__The task__
Set down again exactly the lines of the listing below that fall between the line holding "[locate] the foam" and the line holding "Target: breaking wave", inclusive.

__Data for this task__
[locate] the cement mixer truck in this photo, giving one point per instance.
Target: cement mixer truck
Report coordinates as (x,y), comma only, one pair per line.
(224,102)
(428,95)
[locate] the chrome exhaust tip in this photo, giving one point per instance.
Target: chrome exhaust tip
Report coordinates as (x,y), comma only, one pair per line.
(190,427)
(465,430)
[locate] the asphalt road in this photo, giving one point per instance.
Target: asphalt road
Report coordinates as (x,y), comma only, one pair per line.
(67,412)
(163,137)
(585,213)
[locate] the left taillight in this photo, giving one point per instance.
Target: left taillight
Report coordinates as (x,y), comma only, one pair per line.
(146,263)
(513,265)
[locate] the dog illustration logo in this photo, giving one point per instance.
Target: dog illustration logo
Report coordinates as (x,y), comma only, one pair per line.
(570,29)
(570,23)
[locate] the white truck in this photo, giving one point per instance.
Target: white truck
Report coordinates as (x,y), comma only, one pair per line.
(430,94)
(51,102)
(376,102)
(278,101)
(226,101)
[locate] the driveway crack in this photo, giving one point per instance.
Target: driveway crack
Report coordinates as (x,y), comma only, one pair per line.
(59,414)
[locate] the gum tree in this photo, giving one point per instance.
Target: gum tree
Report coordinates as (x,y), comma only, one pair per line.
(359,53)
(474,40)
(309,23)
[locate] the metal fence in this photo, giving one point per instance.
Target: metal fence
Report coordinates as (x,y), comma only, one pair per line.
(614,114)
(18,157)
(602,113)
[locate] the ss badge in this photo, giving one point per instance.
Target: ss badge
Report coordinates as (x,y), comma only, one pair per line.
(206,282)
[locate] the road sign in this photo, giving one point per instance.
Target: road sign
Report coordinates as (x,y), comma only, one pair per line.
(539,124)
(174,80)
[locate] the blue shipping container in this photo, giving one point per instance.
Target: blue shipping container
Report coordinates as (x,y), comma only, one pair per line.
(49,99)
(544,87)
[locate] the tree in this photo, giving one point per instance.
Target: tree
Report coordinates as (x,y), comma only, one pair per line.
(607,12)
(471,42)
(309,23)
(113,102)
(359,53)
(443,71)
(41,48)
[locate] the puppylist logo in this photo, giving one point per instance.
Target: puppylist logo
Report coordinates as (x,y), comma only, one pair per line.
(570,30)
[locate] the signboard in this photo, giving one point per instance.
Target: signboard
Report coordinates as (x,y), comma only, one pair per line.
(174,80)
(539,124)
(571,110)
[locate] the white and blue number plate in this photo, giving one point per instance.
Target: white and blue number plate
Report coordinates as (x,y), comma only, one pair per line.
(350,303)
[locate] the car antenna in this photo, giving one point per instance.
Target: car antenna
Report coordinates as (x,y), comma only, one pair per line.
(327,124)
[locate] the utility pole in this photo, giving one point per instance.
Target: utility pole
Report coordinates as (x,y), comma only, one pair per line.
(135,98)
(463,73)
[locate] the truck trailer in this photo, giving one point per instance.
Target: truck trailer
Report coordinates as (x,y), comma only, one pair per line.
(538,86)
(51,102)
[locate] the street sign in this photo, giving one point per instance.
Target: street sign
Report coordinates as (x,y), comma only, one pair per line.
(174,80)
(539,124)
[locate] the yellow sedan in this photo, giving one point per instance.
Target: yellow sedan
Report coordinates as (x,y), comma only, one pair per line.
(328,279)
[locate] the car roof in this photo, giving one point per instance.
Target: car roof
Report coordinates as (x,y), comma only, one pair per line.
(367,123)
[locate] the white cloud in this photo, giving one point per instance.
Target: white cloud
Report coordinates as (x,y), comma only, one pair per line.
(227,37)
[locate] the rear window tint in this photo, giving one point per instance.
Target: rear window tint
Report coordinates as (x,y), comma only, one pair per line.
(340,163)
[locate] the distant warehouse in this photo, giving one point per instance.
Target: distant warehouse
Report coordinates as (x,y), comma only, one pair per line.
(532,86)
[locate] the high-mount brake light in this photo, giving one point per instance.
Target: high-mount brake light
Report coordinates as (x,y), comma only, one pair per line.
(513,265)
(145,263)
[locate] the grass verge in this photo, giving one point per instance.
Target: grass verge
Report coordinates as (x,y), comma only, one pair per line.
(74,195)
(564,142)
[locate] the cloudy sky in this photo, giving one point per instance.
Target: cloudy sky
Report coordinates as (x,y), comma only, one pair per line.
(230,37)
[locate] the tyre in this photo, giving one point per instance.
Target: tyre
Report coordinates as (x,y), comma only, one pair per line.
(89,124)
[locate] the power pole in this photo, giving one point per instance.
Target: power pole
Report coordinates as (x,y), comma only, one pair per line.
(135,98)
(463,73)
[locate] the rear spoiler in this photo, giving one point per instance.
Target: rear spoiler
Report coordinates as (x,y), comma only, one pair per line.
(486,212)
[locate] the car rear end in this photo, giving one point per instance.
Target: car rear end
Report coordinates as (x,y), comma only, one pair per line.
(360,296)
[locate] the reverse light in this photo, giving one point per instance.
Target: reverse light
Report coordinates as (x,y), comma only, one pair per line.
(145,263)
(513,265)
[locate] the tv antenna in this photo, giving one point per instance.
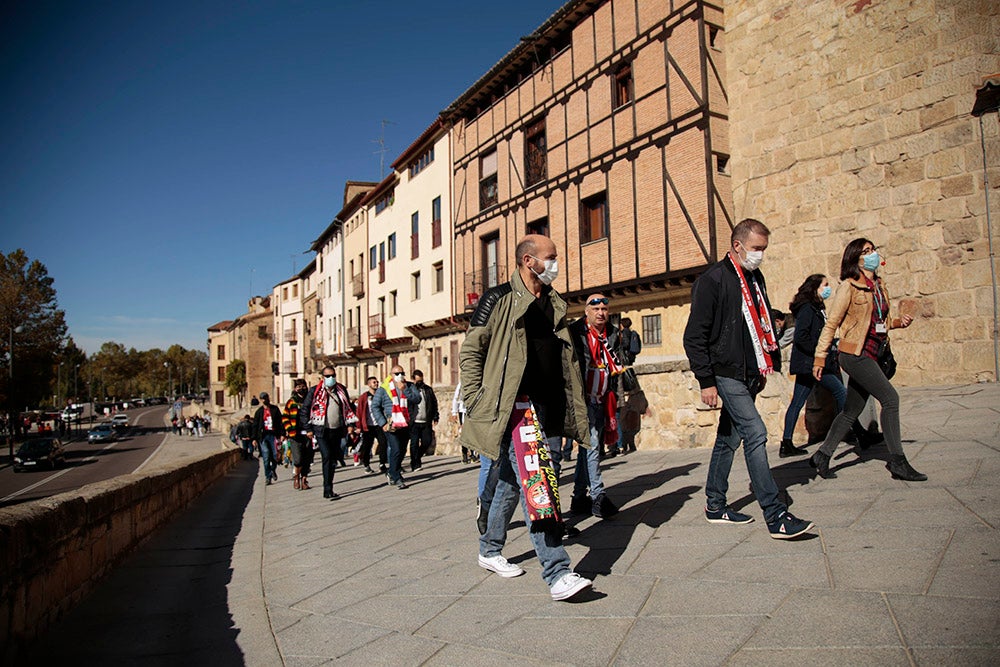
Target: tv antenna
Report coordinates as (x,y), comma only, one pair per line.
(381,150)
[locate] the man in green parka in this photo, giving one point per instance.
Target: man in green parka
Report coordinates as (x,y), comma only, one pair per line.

==

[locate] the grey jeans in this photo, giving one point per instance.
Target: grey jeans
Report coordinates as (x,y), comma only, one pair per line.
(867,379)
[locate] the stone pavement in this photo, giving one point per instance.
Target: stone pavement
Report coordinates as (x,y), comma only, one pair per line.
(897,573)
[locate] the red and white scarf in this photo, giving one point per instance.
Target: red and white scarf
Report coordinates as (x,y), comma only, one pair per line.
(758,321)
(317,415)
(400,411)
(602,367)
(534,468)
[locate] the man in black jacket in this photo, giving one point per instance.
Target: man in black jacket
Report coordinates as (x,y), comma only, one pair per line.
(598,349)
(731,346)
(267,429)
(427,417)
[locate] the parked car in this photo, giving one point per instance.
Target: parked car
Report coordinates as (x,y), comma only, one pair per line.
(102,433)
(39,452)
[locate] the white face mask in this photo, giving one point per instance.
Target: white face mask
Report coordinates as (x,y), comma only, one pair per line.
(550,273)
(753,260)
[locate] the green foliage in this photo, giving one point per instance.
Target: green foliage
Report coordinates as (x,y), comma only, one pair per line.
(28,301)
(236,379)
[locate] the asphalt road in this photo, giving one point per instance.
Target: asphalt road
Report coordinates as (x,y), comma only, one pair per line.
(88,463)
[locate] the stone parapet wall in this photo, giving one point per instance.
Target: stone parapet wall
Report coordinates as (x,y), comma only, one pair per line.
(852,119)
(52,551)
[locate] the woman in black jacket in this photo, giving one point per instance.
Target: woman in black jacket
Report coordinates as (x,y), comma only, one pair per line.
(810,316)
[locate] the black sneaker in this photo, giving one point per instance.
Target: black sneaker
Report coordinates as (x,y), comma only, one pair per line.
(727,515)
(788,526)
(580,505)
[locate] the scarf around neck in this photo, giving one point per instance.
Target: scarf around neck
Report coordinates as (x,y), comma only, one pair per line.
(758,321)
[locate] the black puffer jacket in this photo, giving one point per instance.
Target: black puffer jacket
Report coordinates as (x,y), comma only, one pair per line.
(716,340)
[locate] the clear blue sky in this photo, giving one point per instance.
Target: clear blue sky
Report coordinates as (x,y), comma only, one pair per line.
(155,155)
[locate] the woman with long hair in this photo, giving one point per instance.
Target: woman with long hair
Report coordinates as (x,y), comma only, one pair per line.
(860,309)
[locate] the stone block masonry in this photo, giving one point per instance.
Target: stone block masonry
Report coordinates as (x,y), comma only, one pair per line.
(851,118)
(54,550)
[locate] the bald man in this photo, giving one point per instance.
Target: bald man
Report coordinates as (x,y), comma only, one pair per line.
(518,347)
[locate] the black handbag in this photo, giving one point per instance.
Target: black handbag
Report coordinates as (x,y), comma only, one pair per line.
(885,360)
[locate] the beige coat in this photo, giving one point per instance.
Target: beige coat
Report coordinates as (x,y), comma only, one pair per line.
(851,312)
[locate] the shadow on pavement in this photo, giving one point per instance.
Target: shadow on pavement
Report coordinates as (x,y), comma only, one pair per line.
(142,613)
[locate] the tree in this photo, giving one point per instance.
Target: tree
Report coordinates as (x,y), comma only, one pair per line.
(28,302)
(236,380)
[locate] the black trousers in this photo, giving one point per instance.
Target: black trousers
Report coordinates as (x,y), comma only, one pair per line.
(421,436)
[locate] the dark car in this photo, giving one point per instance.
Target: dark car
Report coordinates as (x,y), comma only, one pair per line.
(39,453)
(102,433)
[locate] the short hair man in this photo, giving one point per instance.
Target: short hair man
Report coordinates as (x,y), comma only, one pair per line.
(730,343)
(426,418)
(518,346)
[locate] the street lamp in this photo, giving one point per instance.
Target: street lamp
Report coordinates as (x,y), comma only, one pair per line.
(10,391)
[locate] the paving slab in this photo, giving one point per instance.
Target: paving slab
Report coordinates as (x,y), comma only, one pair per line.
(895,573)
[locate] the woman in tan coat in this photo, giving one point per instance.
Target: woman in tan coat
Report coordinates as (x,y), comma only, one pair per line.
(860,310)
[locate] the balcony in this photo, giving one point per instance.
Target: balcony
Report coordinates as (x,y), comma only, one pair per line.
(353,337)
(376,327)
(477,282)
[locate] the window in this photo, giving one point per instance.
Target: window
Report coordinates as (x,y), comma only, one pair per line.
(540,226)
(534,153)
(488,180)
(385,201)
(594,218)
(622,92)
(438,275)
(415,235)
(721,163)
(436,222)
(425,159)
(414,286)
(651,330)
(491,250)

==

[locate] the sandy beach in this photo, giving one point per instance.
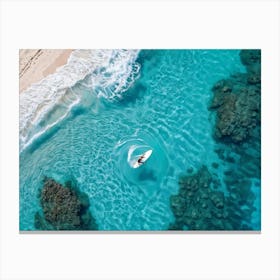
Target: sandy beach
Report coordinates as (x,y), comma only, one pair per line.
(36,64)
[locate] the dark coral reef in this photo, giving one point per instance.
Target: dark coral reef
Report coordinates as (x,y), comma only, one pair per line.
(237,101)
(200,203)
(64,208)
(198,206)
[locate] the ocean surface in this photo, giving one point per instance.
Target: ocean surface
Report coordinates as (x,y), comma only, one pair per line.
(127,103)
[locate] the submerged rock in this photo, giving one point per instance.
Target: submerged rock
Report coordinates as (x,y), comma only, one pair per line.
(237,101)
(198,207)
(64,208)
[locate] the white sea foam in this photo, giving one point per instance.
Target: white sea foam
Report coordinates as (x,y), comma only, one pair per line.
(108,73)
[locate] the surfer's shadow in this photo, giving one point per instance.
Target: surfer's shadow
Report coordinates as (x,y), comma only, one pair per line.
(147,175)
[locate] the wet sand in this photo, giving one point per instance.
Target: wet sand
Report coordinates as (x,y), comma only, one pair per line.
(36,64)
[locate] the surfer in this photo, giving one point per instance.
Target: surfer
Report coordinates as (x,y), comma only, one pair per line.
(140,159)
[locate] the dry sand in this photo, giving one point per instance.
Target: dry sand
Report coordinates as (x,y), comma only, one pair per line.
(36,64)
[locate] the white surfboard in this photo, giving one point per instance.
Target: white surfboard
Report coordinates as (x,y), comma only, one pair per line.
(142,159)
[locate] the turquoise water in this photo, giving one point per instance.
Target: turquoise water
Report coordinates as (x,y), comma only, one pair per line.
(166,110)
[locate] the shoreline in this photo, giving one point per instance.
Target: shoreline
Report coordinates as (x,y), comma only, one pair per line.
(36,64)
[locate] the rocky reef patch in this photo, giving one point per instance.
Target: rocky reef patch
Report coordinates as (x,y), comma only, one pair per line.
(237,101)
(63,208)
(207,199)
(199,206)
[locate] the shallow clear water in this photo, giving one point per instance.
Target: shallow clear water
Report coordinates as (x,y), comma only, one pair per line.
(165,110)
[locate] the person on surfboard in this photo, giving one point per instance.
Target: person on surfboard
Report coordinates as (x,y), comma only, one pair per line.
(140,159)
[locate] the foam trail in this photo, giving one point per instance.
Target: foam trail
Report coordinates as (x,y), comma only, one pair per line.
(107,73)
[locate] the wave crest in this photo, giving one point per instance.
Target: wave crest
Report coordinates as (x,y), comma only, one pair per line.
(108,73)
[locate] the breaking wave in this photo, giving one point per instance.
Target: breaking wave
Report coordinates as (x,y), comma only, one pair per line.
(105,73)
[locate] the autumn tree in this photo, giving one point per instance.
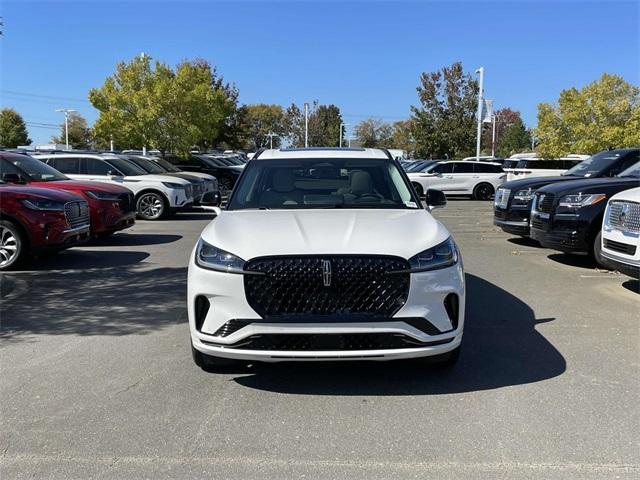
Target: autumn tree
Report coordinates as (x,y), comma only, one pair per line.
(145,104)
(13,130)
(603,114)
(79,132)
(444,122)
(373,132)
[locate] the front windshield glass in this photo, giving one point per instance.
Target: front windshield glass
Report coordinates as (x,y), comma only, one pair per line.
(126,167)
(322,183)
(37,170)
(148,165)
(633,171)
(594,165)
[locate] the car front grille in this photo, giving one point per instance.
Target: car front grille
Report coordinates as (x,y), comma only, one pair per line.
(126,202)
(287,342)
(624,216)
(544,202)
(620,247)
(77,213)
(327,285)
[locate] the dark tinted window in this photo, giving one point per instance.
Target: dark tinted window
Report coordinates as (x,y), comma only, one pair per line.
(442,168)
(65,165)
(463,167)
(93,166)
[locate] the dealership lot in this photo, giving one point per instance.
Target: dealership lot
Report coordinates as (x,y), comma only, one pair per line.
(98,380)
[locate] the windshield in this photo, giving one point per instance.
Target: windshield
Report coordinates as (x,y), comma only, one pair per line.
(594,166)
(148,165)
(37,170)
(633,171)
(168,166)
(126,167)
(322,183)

__Response area__
[locate] the foam trail in this photo, giving one point per instance.
Target: foam trail
Report coordinates as (x,y), comma only, one pair per line.
(107,73)
[locate] the wave crest in this photo, giving one point per instance.
Target: wave crest
Report coordinates as (x,y), comma only, one pair per line.
(108,73)
[locate] the breaking wave in this photo, giving one point per instance.
Target: breaking wave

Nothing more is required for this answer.